A new California bill introduced by Assemblywoman Norma Torres, D-Chino, aims to make it a crime to drive with any level of marijuana in your blood or urine. According to a news report in The San Gabriel Valley Tribune, this is a controversial bill because marijuana can remain in your blood stream for up to 30 days. Torres says that the bill is important because we currently do not collect data involving collisions resulting from marijuana use. Unfortunately, individuals who are not impaired but who may have used marijuana in the last 30 days may face a California DUI (driving under the influence) charges if the bill gets signed into law.
An official with NORML, a non-profit organization, has stated that the bill essentially criminalizes every marijuana user who chooses to drive. It is not clear how the bill will deal with individuals who have a legal prescription to use medical marijuana. The new bill will make it a crime for them to drive within a month of them using their legally prescribed medication.
As California law currently stands, the prosecution must prove not only that a driver had marijuana in their system but also that the driver was impaired at the time of the arrest. Was the motorist actually impaired or was marijuana just in their system? Did the motorist exhibit signs of impairment such as swerving, speeding, or driving carelessly, or did the arrest result from a blood test that does not reflect the driver’s ability to safely operate his or her vehicle? These are some of the important questions to ask in such cases.

* **SOURCE INFORMATION**
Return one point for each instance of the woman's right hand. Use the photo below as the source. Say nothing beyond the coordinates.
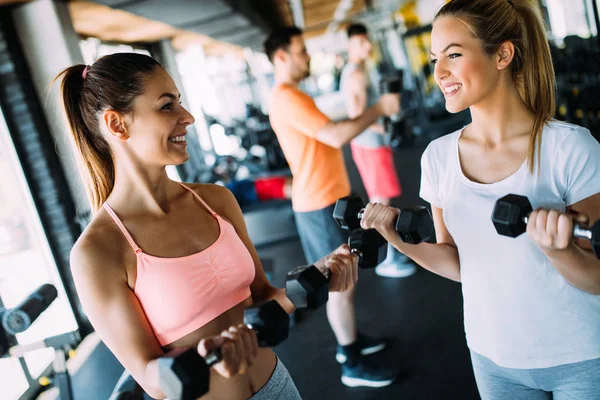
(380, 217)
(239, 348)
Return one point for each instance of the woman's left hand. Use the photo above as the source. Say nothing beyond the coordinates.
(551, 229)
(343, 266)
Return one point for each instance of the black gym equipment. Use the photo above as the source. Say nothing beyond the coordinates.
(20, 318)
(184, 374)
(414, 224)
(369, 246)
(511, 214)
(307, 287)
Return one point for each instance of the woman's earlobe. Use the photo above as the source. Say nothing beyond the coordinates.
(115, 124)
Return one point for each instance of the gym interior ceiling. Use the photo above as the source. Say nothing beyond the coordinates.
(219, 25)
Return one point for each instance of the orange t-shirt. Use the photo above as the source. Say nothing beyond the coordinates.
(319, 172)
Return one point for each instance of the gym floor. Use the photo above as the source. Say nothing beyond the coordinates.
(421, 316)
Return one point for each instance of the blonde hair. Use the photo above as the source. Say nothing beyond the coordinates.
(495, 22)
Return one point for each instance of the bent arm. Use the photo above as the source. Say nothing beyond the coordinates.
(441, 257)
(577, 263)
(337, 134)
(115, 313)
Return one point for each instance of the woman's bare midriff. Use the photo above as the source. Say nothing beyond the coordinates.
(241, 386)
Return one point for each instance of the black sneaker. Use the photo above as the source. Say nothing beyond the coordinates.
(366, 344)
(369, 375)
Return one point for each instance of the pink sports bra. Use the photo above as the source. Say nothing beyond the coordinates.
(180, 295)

* **TASK REQUIREMENTS**
Copy everything from "As California law" down to "in such cases." in the article on the marijuana driving bill, substituting "district attorney" for "prosecution". Answer from the article on the marijuana driving bill alone, without outside knowledge.

* **OUTPUT BELOW**
As California law currently stands, the district attorney must prove not only that a driver had marijuana in their system but also that the driver was impaired at the time of the arrest. Was the motorist actually impaired or was marijuana just in their system? Did the motorist exhibit signs of impairment such as swerving, speeding, or driving carelessly, or did the arrest result from a blood test that does not reflect the driver’s ability to safely operate his or her vehicle? These are some of the important questions to ask in such cases.